What needs to be done: Reproduce verbatim the final portion of the material below, from the line containing "of the villa" through its last line, and nothing else.

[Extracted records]
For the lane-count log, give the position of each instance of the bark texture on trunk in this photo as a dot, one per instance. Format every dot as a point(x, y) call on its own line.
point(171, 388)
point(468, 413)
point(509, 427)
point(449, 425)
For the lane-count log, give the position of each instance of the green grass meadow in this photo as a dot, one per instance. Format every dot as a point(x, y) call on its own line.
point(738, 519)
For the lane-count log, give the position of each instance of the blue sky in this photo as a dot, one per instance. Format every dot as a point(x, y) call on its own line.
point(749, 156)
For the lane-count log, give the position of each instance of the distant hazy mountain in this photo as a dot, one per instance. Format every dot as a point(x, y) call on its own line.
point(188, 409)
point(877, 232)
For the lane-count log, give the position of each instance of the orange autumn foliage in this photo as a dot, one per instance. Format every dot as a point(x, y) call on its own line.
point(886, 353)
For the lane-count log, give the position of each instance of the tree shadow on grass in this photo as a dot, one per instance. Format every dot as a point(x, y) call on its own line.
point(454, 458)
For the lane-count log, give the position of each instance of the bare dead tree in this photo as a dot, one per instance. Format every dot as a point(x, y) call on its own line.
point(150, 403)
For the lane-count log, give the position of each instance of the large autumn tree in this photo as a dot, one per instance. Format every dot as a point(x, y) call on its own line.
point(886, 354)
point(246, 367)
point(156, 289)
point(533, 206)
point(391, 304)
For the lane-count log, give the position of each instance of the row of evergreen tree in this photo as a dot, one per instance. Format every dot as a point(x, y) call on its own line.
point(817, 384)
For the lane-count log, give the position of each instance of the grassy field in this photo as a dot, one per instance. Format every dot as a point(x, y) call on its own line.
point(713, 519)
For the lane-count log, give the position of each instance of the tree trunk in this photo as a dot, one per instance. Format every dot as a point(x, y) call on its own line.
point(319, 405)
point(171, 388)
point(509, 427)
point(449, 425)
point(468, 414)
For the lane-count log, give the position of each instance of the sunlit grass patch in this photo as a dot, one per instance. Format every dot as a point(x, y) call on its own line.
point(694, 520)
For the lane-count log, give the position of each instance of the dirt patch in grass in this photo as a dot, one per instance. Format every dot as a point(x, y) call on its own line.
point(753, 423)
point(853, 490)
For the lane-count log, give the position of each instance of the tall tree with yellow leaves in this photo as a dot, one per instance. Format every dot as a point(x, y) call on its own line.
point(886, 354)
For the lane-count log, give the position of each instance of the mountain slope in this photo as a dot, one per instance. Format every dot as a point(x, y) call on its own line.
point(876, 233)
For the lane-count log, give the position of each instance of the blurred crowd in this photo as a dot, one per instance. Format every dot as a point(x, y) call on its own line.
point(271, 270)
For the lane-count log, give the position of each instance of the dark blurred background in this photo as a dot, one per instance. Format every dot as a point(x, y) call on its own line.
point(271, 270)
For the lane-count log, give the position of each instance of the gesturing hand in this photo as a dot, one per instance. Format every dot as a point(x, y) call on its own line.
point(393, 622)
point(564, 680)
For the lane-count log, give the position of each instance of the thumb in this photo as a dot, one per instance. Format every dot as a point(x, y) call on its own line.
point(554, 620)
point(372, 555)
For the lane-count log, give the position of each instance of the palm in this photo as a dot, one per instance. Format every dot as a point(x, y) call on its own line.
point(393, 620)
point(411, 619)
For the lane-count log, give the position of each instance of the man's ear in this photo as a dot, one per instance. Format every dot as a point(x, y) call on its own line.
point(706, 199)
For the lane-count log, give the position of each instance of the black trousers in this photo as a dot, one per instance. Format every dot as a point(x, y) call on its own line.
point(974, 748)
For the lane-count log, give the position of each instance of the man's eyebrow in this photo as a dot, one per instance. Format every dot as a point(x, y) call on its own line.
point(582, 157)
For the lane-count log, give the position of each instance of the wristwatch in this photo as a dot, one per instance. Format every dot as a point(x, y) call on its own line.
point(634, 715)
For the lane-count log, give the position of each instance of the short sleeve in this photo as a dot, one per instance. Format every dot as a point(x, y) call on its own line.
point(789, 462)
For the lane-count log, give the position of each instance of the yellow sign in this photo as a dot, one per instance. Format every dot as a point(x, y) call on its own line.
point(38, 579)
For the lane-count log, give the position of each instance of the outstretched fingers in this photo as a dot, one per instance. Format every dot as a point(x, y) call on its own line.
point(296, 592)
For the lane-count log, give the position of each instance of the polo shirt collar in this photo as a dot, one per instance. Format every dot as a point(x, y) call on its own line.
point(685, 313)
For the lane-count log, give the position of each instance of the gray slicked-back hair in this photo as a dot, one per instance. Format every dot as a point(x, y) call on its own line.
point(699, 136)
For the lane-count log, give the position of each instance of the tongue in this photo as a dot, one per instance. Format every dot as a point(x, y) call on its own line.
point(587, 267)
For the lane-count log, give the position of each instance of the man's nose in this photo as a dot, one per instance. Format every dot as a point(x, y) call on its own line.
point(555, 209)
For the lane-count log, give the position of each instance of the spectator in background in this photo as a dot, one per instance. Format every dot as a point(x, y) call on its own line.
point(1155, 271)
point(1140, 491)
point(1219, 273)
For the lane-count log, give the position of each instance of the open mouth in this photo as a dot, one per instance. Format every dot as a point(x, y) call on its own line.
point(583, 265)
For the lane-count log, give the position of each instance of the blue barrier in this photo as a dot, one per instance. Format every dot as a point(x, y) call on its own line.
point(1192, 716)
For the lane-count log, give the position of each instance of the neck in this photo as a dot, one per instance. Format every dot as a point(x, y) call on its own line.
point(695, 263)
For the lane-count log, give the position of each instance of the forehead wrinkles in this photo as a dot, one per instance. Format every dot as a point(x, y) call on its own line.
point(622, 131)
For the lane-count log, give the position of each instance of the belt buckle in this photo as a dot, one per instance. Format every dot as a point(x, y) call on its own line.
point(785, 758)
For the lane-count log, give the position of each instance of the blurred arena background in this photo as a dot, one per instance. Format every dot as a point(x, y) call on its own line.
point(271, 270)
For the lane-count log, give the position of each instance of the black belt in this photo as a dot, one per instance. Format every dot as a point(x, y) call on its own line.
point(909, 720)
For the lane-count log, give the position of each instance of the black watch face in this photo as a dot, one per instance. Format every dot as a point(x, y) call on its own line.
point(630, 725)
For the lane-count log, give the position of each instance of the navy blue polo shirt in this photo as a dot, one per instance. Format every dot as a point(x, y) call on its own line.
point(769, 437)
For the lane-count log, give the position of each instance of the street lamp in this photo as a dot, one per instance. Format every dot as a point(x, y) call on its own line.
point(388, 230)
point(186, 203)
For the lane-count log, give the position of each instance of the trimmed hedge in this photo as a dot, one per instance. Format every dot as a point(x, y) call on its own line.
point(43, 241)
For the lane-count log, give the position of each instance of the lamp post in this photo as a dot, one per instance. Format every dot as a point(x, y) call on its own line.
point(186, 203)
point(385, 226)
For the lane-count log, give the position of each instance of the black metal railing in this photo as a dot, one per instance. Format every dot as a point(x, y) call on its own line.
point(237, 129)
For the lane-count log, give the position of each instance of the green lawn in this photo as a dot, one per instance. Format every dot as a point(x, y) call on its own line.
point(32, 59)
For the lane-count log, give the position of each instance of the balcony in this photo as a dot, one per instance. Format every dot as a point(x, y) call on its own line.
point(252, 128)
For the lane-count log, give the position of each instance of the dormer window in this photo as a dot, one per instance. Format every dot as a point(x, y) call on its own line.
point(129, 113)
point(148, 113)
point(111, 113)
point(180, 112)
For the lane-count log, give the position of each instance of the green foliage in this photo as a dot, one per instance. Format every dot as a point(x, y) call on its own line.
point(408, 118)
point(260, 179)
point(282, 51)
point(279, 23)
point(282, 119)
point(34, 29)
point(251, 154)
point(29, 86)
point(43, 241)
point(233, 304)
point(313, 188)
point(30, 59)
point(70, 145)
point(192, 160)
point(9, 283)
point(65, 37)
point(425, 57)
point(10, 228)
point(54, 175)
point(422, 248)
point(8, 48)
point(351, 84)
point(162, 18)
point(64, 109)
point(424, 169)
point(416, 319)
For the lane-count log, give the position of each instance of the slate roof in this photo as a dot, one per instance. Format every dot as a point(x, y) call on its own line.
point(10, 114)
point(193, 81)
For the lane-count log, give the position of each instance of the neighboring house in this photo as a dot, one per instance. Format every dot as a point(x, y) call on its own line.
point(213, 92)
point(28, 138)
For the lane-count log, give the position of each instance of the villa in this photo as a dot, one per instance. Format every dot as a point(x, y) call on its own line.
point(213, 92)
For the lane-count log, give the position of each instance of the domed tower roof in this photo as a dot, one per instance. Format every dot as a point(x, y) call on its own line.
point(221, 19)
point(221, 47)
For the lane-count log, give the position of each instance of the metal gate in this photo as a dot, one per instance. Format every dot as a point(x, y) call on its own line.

The output:
For the lane-count log, give the position of each instance of the villa in this photo as a dot, one per instance. Format every dot as a point(x, y) call on its own line.
point(213, 92)
For the lane-count log, give the position of each instance of the domed tower roof in this photo as a dot, one per instance. Format every dot as a point(x, y) call on its own line.
point(221, 19)
point(221, 47)
For the lane-count log, give the position of each instance of the metal gate in this photo as a dot, one per instance. Format every dot as a point(x, y) call on its own line.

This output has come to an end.